TASK DATA
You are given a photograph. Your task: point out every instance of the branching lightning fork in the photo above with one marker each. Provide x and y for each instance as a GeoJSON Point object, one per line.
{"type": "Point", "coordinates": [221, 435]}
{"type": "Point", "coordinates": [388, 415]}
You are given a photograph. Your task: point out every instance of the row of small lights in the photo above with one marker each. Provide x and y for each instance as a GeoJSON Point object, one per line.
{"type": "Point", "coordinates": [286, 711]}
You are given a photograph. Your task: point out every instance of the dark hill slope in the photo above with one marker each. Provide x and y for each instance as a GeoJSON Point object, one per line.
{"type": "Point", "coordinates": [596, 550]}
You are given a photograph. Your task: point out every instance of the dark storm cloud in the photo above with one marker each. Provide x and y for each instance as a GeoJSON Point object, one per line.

TASK OBJECTIVE
Reproduce every record word for word.

EXERCISE OUTPUT
You are given a photograph. Your task: point out every instance of the branching lightning fork in the photo above with one marker each. Provide x and y for each instance as a GeoJSON Point object, one per line.
{"type": "Point", "coordinates": [221, 435]}
{"type": "Point", "coordinates": [388, 415]}
You are given a photograph. Your task: point out every instance of the row of small lights in the photo above with one marker each. Provide x and y for each instance as a GeoJSON Point object, one per line.
{"type": "Point", "coordinates": [286, 711]}
You are given a photograph. Your task: point out every instance of the dark hill slope in the photo above with one marker each. Provide x and y for each instance as a GeoJSON Point object, one per line.
{"type": "Point", "coordinates": [596, 550]}
You are given a photograph. Your task: point out every instance of the dark storm cloud in the photo above with one marker each. Provide x and y for each instance as a GeoJSON Point object, one per line.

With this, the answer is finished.